• WHAT YOU WILL DO
Pull out every line of the items below word for word, leaving out the pictures.

(Position identification records)
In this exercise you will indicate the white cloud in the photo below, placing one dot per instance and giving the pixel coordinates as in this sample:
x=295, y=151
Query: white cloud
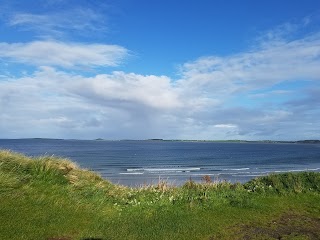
x=256, y=69
x=199, y=105
x=66, y=55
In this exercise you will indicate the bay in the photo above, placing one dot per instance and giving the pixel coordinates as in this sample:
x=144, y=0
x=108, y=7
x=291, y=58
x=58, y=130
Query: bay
x=136, y=163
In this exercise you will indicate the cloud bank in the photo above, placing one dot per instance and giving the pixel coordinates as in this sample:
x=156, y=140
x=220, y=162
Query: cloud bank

• THE OUTPUT
In this exercise you will indicate the white cloud in the photo below, placing one dot per instance and giving the pixel coordinates as in this sample:
x=295, y=151
Query: white cloud
x=256, y=69
x=199, y=105
x=66, y=55
In this exercise you will indicate the bay in the photo above, placing one dot per instance and giving the pixel coordinates as in this sample:
x=144, y=0
x=108, y=7
x=291, y=58
x=58, y=130
Query: bay
x=136, y=163
In this exercise you will indicate the cloud bank in the photo above, placing one dot per instance and giving the pixel coordinates as in this sample:
x=156, y=140
x=220, y=162
Query: cloud bank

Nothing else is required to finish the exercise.